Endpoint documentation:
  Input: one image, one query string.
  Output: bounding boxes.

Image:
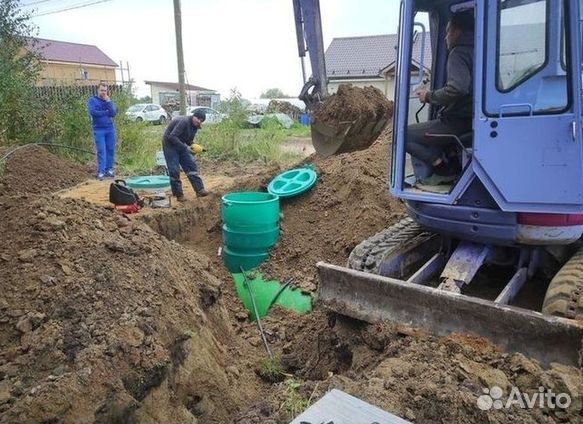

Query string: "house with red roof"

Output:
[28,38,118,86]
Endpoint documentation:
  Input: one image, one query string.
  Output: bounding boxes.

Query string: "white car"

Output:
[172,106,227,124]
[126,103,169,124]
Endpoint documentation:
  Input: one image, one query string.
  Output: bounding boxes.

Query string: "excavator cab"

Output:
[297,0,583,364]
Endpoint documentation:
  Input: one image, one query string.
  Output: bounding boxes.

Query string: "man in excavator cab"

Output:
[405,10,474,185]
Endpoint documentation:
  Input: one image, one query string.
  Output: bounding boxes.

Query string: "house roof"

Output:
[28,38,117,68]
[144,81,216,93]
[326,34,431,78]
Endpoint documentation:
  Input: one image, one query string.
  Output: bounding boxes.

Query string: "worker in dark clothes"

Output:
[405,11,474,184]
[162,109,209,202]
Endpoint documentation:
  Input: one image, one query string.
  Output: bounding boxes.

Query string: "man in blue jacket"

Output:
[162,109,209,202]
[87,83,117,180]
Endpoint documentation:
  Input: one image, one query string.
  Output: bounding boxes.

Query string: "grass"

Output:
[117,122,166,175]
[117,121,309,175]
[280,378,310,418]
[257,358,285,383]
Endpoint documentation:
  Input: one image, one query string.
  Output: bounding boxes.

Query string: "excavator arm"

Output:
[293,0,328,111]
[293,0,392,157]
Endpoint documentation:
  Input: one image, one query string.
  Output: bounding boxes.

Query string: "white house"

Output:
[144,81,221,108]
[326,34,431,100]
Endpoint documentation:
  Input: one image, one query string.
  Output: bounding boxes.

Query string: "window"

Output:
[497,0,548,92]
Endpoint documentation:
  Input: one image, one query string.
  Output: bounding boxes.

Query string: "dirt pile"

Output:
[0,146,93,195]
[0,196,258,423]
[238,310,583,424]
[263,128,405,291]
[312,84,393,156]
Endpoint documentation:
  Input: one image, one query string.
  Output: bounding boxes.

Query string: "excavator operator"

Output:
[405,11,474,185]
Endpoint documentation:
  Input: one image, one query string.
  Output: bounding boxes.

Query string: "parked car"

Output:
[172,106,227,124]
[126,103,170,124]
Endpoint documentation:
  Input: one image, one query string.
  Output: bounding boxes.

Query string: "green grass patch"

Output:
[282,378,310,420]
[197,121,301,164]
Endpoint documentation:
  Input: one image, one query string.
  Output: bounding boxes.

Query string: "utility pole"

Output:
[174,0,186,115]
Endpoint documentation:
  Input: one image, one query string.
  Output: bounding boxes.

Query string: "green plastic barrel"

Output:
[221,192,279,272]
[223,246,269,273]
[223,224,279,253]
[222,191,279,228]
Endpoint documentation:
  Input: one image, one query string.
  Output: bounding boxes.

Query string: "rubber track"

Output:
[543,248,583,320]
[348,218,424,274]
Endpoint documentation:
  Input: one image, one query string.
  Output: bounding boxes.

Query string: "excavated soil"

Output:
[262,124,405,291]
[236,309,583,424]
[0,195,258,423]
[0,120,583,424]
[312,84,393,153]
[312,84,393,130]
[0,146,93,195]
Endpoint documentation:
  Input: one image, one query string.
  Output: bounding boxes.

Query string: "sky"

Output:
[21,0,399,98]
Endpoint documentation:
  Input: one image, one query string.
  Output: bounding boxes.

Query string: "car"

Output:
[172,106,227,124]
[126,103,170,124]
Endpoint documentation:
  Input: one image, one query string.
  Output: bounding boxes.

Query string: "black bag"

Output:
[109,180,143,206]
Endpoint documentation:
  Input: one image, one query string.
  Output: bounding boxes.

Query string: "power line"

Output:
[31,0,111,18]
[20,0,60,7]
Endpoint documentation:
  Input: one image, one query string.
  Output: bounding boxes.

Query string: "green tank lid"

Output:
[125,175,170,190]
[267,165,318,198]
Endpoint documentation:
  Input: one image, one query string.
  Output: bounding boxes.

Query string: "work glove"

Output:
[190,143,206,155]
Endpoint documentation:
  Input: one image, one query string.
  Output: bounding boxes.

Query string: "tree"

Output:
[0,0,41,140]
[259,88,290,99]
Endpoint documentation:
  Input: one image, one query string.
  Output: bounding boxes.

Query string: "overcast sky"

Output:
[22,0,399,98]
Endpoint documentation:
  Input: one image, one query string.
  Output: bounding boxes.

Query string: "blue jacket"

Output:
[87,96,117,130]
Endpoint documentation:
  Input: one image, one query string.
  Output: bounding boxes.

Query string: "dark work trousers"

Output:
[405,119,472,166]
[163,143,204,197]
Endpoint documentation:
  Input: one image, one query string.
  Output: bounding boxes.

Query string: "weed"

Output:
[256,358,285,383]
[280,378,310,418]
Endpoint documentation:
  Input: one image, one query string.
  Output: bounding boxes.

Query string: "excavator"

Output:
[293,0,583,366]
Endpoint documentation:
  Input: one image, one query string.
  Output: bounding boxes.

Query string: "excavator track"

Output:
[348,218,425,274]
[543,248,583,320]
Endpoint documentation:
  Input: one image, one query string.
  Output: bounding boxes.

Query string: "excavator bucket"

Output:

#### PROBLEM
Rewrite all the rows above with "bounding boxes" swapped for "box coordinates" wherever it occurs, changing nothing else and leaving out the pictures.

#### SOLVED EXERCISE
Endpoint documentation:
  Input: one image, one query string.
  Output: box coordinates.

Image:

Query string: "house with red roof"

Output:
[28,38,118,86]
Endpoint documentation:
  Input: one image, one query string.
  Output: box coordinates.

Query string: "white car"

Output:
[172,106,227,124]
[126,103,169,124]
Endpoint documentation:
  Input: one image, one query string.
  Output: box coordinates.

Query string: "excavator cab"

Output:
[297,0,583,364]
Endpoint documentation:
  Input: one image, one query string.
  Output: box coordinates.

Query string: "man in excavator cab"

Output:
[405,10,474,185]
Endpoint documentation:
  Input: one image, one query string.
  Output: box coordinates.

Query string: "house roof"

Output:
[28,38,117,68]
[144,81,216,93]
[326,34,431,78]
Endpoint documentation:
  Input: one image, one query string.
  Output: box coordinates.

Query string: "worker in dark clothes"

Output:
[405,11,474,184]
[162,109,209,202]
Endpoint documentation:
  Input: one image, one query string.
  Output: box coordinates.

Query string: "man in blue jacket"

Output:
[162,109,209,202]
[87,83,117,180]
Endpoint documentation:
  Input: one image, one query string.
  Output: box coordinates.

Query string: "grass"

Output:
[117,122,166,175]
[117,121,309,175]
[280,378,310,418]
[257,358,285,383]
Endpoint documentation:
  Input: one image, one query string.
  Output: box coordinates.

Query string: "excavator arm"

Output:
[293,0,328,111]
[293,0,392,157]
Endpoint documentation:
  Input: one image, one query string.
  Output: box coordinates.

Query string: "white house"

Output:
[144,81,221,108]
[326,34,431,100]
Endpoint documentation:
  Input: one image, one query string.
  Output: box coordinates.

Query string: "window"

Output:
[497,0,548,92]
Endpoint documentation:
  Input: one image, one query string.
  Output: box coordinates.

Query string: "dirt pile"

Output:
[0,146,93,195]
[0,196,258,423]
[238,310,583,424]
[263,128,405,291]
[312,84,393,156]
Endpoint documentation:
  Input: one image, one query string.
  Output: box coordinates.

Query string: "excavator operator"

Output:
[405,11,474,185]
Endpoint documentation:
  Input: one image, one query string.
  Output: box coordinates.

Query string: "parked car"

Output:
[172,106,227,124]
[126,103,170,124]
Endpoint documentation:
  Input: one image, one query string.
  Output: box coordinates.

Query string: "green grass patch"

Output:
[282,378,310,420]
[197,121,301,164]
Endpoint documentation:
  Input: one image, one query string.
  Output: box coordinates.

Query string: "utility pole"

Output:
[174,0,186,115]
Endpoint documentation:
  Input: one image, one query string.
  Output: box coordinates.

Query string: "green plastic barrel"

Output:
[221,192,279,272]
[223,246,269,273]
[223,224,279,253]
[222,191,279,228]
Endpoint documentation:
  Input: one image, one query string.
  Output: box coordinates.

Query string: "rubber track"

Output:
[543,248,583,320]
[348,218,424,274]
Endpoint documentation:
  Input: one image, one query string.
  Output: box coordinates.

Query string: "excavated soil"

Output:
[262,124,405,291]
[236,309,583,424]
[0,195,258,423]
[0,120,583,424]
[312,84,393,153]
[312,84,393,130]
[0,146,93,195]
Endpoint documentation:
  Input: one image, one query string.
  Output: box coordinates.

Query string: "sky"

Output:
[21,0,399,98]
Endpoint documentation:
  Input: one image, one query string.
  Output: box coordinates.

Query string: "car"

Output:
[172,106,227,124]
[126,103,170,124]
Endpoint documentation:
  Input: one image, one query string.
  Output: box coordinates.

Query string: "black bag"

Output:
[109,180,143,206]
Endpoint documentation:
  Input: one image, one query string.
  Output: box coordinates.

Query string: "power line"

Output:
[31,0,111,18]
[20,0,60,7]
Endpoint documentation:
  Input: one image, one query string.
  Output: box coordinates.

Query string: "green tank lid"

Output:
[125,175,170,190]
[267,165,318,198]
Endpoint documentation:
  Input: one image, one query string.
  Output: box coordinates.

Query string: "work glove"

Output:
[190,143,206,155]
Endpoint documentation:
  Input: one image, one query string.
  Output: box coordinates.

Query string: "tree"

Output:
[0,0,41,140]
[259,88,290,99]
Endpoint documentation:
  Input: one image, one query string.
  Output: box coordinates.

Query string: "overcast sky"

Output:
[22,0,399,98]
Endpoint documentation:
  Input: one image, one query string.
  Output: box coordinates.

Query string: "blue jacket"

Output:
[87,96,117,130]
Endpoint documentation:
  Input: one image, one query string.
  Output: box coordinates.

Query string: "dark work trousers"

Output:
[405,119,472,166]
[163,143,204,197]
Endpoint documentation:
  Input: one image, one query string.
  Output: box coordinates.

Query string: "weed"

Output:
[256,358,285,383]
[280,378,310,418]
Endpoint documentation:
  Input: one image, one query string.
  Output: box coordinates.

Query string: "excavator"

Output:
[293,0,583,366]
Endpoint documentation:
  Input: one image, one query string.
  Output: box coordinates.

Query string: "excavator track"

Output:
[348,218,425,274]
[543,248,583,320]
Endpoint documentation:
  Input: one image, one query string.
  Output: box coordinates.

Query string: "excavator bucket"

Output:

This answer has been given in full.